Put the data from its first line through the line holding "763], [755, 765]]]", inclusive, into a Markdown table with the columns Row and Line text, skipping any blank lines. Leave the pictures out of the table.
** START **
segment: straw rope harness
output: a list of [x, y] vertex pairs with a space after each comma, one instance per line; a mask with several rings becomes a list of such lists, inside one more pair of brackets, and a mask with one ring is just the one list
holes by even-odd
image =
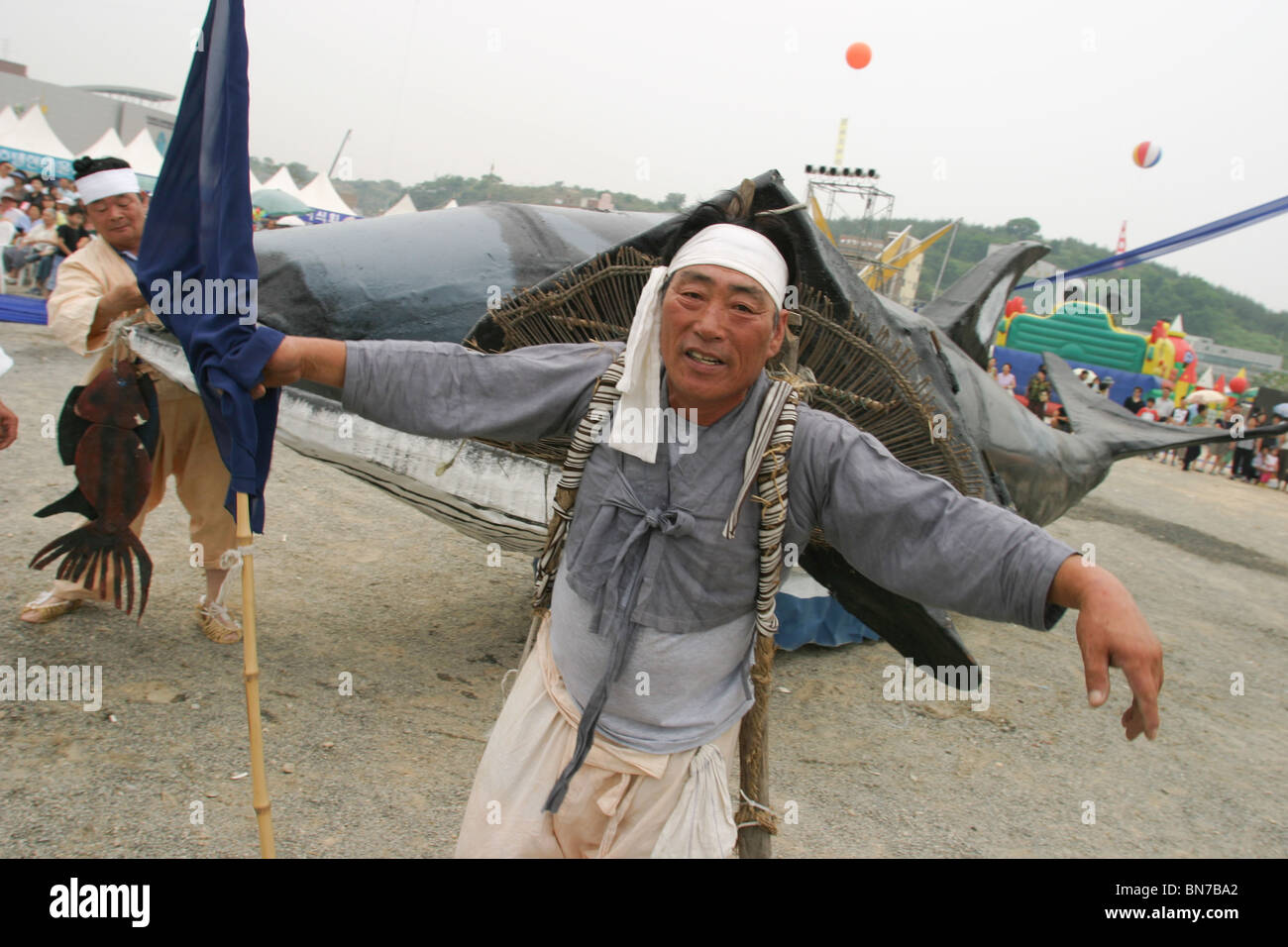
[[[564, 542], [568, 539], [568, 526], [572, 522], [573, 506], [586, 461], [595, 450], [600, 432], [605, 429], [613, 412], [613, 406], [621, 398], [617, 380], [622, 376], [626, 353], [623, 352], [608, 367], [595, 384], [590, 405], [564, 457], [559, 483], [555, 487], [554, 509], [546, 530], [546, 545], [537, 558], [536, 589], [532, 597], [532, 626], [523, 648], [522, 666], [527, 661], [537, 630], [550, 609], [554, 589], [554, 576], [559, 569]], [[733, 539], [738, 528], [738, 517], [743, 502], [751, 493], [752, 484], [757, 492], [751, 499], [761, 505], [759, 576], [756, 582], [756, 644], [755, 665], [751, 679], [755, 691], [755, 703], [742, 722], [739, 741], [742, 743], [742, 799], [738, 810], [739, 826], [759, 826], [765, 831], [777, 832], [775, 816], [762, 804], [766, 795], [765, 780], [765, 724], [769, 713], [769, 682], [773, 674], [774, 634], [778, 631], [778, 616], [774, 613], [774, 598], [782, 577], [783, 531], [787, 526], [787, 455], [791, 451], [796, 432], [796, 405], [799, 394], [787, 381], [773, 381], [765, 394], [756, 416], [751, 445], [743, 459], [743, 482], [738, 500], [725, 522], [723, 535]], [[748, 765], [753, 763], [755, 765]]]

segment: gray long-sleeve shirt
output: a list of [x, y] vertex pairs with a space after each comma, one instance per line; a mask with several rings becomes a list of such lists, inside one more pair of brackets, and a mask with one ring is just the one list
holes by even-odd
[[[621, 348], [484, 356], [450, 343], [350, 341], [344, 407], [437, 438], [571, 434]], [[699, 428], [692, 454], [671, 445], [645, 464], [599, 445], [586, 464], [554, 586], [551, 651], [585, 706], [607, 662], [604, 626], [638, 625], [598, 725], [626, 746], [701, 746], [751, 706], [755, 502], [744, 502], [734, 539], [721, 528], [768, 384], [761, 374], [737, 408]], [[876, 438], [806, 406], [788, 464], [784, 542], [804, 549], [818, 526], [855, 569], [907, 598], [1038, 629], [1060, 617], [1047, 590], [1074, 550], [1039, 527], [904, 466]], [[648, 512], [670, 512], [672, 527], [641, 536]], [[635, 582], [638, 593], [625, 594]], [[608, 613], [613, 606], [630, 611]]]

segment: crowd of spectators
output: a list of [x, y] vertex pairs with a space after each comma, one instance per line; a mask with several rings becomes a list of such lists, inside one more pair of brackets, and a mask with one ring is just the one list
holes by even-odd
[[5, 290], [23, 282], [30, 269], [36, 296], [49, 296], [59, 264], [93, 236], [85, 207], [68, 178], [45, 180], [0, 161], [0, 253]]
[[[989, 359], [988, 374], [1005, 390], [1015, 394], [1015, 375], [1011, 366], [997, 368], [996, 359]], [[1092, 387], [1100, 394], [1109, 397], [1113, 379], [1099, 379]], [[1256, 411], [1251, 405], [1229, 405], [1215, 410], [1207, 405], [1177, 405], [1170, 399], [1146, 398], [1141, 388], [1133, 388], [1123, 398], [1122, 406], [1145, 421], [1170, 424], [1181, 428], [1221, 428], [1230, 430], [1226, 441], [1191, 447], [1158, 451], [1149, 455], [1164, 464], [1181, 470], [1197, 470], [1209, 474], [1226, 474], [1231, 481], [1266, 484], [1274, 490], [1288, 491], [1288, 437], [1239, 437], [1243, 432], [1276, 424], [1279, 416], [1269, 411]], [[1029, 379], [1024, 401], [1043, 423], [1070, 430], [1069, 417], [1063, 407], [1050, 408], [1051, 381], [1047, 379], [1046, 365], [1039, 365]], [[1195, 432], [1202, 433], [1202, 432]]]

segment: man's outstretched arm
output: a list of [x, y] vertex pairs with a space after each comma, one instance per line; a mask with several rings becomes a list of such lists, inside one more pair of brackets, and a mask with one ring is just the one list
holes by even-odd
[[1127, 740], [1141, 733], [1153, 740], [1163, 687], [1163, 646], [1131, 593], [1113, 573], [1070, 555], [1055, 573], [1047, 602], [1078, 609], [1078, 647], [1091, 706], [1109, 700], [1109, 669], [1122, 669], [1132, 691], [1131, 706], [1122, 716]]
[[309, 339], [289, 335], [264, 366], [264, 384], [258, 385], [252, 397], [264, 394], [264, 388], [281, 388], [300, 379], [344, 387], [345, 347], [337, 339]]

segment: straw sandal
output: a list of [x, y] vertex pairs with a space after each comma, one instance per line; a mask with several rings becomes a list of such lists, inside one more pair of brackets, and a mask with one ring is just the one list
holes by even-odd
[[197, 621], [201, 633], [215, 644], [237, 644], [241, 640], [241, 622], [219, 602], [206, 603], [202, 595], [197, 600]]
[[[43, 591], [22, 607], [22, 613], [18, 617], [32, 625], [44, 625], [46, 621], [53, 621], [80, 608], [81, 602], [82, 599], [79, 598], [58, 598], [52, 591]], [[33, 613], [33, 616], [28, 618], [28, 613]]]

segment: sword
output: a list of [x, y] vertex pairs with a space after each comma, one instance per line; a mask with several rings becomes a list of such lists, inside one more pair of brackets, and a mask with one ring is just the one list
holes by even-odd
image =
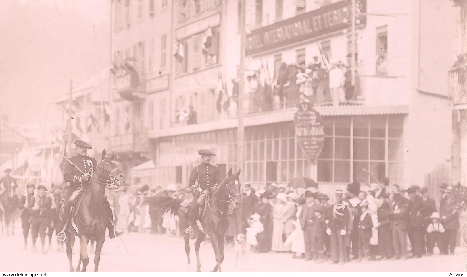
[[68, 159], [68, 158], [67, 158], [66, 157], [65, 157], [65, 155], [64, 155], [63, 153], [60, 153], [60, 151], [57, 150], [57, 148], [56, 148], [55, 147], [54, 147], [53, 146], [53, 145], [52, 145], [51, 144], [50, 144], [48, 141], [46, 141], [45, 142], [46, 142], [47, 143], [47, 144], [48, 144], [49, 145], [50, 145], [50, 147], [52, 147], [52, 148], [53, 148], [53, 149], [54, 150], [55, 150], [56, 151], [57, 151], [57, 152], [58, 152], [58, 153], [59, 153], [62, 156], [62, 157], [64, 158], [65, 159], [66, 159], [66, 160], [68, 161], [68, 162], [69, 162], [71, 164], [71, 165], [73, 166], [74, 166], [75, 167], [76, 167], [77, 169], [78, 169], [78, 170], [79, 170], [79, 172], [81, 172], [83, 174], [83, 175], [85, 175], [85, 173], [83, 172], [82, 170], [81, 170], [81, 169], [79, 169], [79, 167], [78, 167], [78, 166], [77, 166], [76, 165], [75, 165], [75, 164], [73, 163], [73, 162], [72, 162], [69, 159]]

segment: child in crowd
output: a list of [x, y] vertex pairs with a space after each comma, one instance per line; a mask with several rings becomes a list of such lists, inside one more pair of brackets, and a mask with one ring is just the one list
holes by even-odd
[[428, 247], [427, 248], [431, 249], [431, 252], [429, 252], [428, 256], [433, 255], [433, 249], [434, 249], [435, 244], [438, 245], [438, 248], [439, 248], [439, 242], [441, 239], [442, 233], [444, 233], [444, 227], [439, 222], [439, 214], [435, 212], [432, 214], [430, 217], [430, 219], [432, 223], [428, 225], [426, 228], [427, 242]]
[[361, 215], [360, 215], [360, 223], [359, 224], [359, 261], [361, 261], [363, 257], [366, 261], [368, 260], [370, 256], [370, 239], [372, 236], [372, 228], [373, 227], [371, 215], [368, 213], [368, 202], [362, 202], [360, 204]]
[[321, 206], [317, 206], [315, 208], [315, 216], [316, 219], [311, 226], [311, 248], [313, 249], [313, 260], [318, 260], [322, 263], [325, 260], [324, 256], [324, 238], [326, 232], [325, 218], [323, 216], [324, 212]]
[[249, 221], [249, 226], [247, 228], [247, 242], [254, 251], [256, 252], [258, 247], [258, 240], [256, 235], [264, 230], [262, 223], [260, 221], [261, 216], [258, 214], [254, 214], [250, 216], [251, 219]]

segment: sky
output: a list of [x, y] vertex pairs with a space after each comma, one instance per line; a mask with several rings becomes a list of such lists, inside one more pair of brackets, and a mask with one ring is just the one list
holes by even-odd
[[110, 0], [0, 1], [0, 114], [61, 118], [53, 104], [110, 62]]

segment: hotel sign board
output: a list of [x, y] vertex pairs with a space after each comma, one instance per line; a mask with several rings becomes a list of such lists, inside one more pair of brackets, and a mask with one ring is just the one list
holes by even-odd
[[297, 141], [303, 152], [316, 164], [324, 146], [324, 125], [319, 113], [310, 103], [302, 102], [294, 116]]
[[[358, 10], [366, 12], [366, 0], [357, 0]], [[253, 30], [247, 35], [247, 55], [285, 46], [350, 27], [350, 1], [340, 1], [292, 18]], [[366, 24], [361, 16], [359, 26]]]

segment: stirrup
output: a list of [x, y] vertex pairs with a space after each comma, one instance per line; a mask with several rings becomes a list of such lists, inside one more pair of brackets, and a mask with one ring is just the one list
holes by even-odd
[[[63, 239], [58, 238], [58, 235], [60, 234], [63, 234]], [[60, 232], [60, 233], [59, 233], [58, 234], [57, 234], [57, 235], [55, 235], [55, 238], [56, 238], [57, 240], [57, 241], [58, 241], [59, 242], [64, 242], [65, 240], [66, 239], [66, 235], [65, 234], [64, 232], [63, 231], [61, 231]]]

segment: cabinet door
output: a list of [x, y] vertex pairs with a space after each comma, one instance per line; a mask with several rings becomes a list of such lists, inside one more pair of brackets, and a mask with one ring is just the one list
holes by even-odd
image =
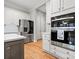
[[4, 59], [11, 59], [10, 48], [11, 47], [5, 45], [5, 47], [4, 47]]
[[43, 49], [49, 51], [49, 40], [43, 40]]
[[57, 13], [60, 11], [61, 7], [61, 1], [60, 0], [51, 0], [51, 12]]
[[62, 10], [75, 7], [75, 0], [62, 0], [61, 2], [62, 2]]

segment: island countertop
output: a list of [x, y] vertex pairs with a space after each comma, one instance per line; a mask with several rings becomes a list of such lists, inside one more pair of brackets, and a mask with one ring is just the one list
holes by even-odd
[[15, 40], [25, 39], [26, 37], [18, 35], [18, 34], [5, 34], [4, 35], [4, 42], [10, 42]]

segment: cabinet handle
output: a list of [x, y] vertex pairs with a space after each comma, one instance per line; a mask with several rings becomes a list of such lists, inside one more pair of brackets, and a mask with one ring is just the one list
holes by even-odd
[[10, 49], [10, 47], [7, 47], [7, 49]]
[[59, 10], [60, 10], [60, 8], [59, 8]]
[[67, 54], [69, 54], [69, 52], [67, 52]]
[[69, 59], [69, 57], [67, 57], [67, 59]]
[[62, 9], [64, 9], [64, 7], [62, 7]]

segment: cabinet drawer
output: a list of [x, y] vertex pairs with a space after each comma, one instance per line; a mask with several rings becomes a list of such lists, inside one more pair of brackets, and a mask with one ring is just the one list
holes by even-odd
[[5, 46], [11, 46], [11, 45], [15, 45], [15, 44], [19, 44], [19, 43], [23, 43], [24, 40], [16, 40], [16, 41], [11, 41], [11, 42], [5, 42]]

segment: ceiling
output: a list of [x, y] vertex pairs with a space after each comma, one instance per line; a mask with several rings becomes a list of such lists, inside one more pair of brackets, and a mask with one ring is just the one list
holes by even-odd
[[[45, 4], [46, 0], [4, 0], [4, 5], [13, 7], [25, 12], [30, 12], [31, 10], [38, 8], [42, 12], [45, 12]], [[40, 7], [41, 6], [41, 7]]]

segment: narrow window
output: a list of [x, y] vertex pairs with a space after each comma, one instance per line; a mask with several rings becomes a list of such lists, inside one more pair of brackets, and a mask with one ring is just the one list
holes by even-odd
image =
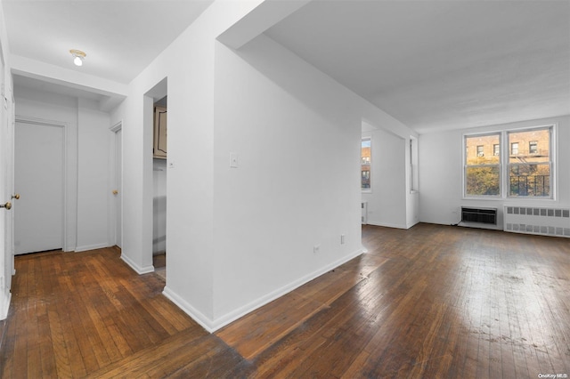
[[510, 155], [516, 156], [518, 154], [518, 142], [510, 143]]
[[361, 144], [361, 189], [362, 190], [370, 190], [370, 163], [371, 155], [371, 141], [370, 138], [362, 138]]
[[410, 136], [410, 190], [418, 190], [418, 139]]
[[[551, 127], [509, 132], [511, 146], [509, 157], [509, 193], [510, 198], [551, 198]], [[528, 154], [518, 150], [516, 141], [528, 141]]]
[[538, 154], [538, 141], [531, 141], [528, 142], [528, 152], [530, 154]]
[[501, 196], [501, 157], [484, 157], [484, 146], [501, 145], [501, 133], [465, 136], [465, 196]]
** END **
## Result
| Row | Line text |
|---|---|
| 1 | segment: straw rope harness |
| 2 | output: a list of [x, y] vertex pairs with a space after each comma, one instance per line; a mask with several rings becomes a list of such lists, inside one more pair of brackets, and a mask with one ring is just the one list |
| 3 | holes by even-odd |
| 4 | image = |
| 5 | [[[564, 542], [568, 539], [568, 526], [572, 522], [573, 506], [586, 461], [595, 450], [600, 432], [605, 429], [613, 412], [613, 406], [621, 398], [617, 380], [622, 376], [626, 353], [623, 352], [608, 367], [595, 384], [590, 405], [564, 457], [559, 483], [555, 487], [554, 509], [546, 530], [546, 545], [537, 558], [536, 589], [532, 597], [532, 626], [523, 648], [522, 666], [527, 661], [537, 630], [550, 609], [554, 589], [554, 576], [559, 569]], [[733, 539], [738, 528], [738, 517], [743, 502], [751, 493], [752, 484], [757, 492], [751, 499], [761, 505], [759, 576], [756, 582], [756, 644], [755, 665], [751, 679], [755, 691], [755, 703], [742, 722], [739, 741], [742, 743], [742, 799], [738, 810], [739, 826], [759, 826], [765, 831], [777, 832], [775, 816], [762, 804], [766, 795], [765, 780], [765, 724], [769, 713], [769, 682], [773, 674], [774, 634], [778, 631], [778, 616], [774, 613], [774, 598], [782, 577], [783, 531], [787, 526], [787, 455], [791, 451], [796, 432], [796, 405], [799, 394], [787, 381], [773, 381], [765, 394], [756, 416], [751, 445], [743, 459], [743, 482], [738, 500], [725, 522], [723, 535]], [[748, 765], [753, 763], [755, 765]]] |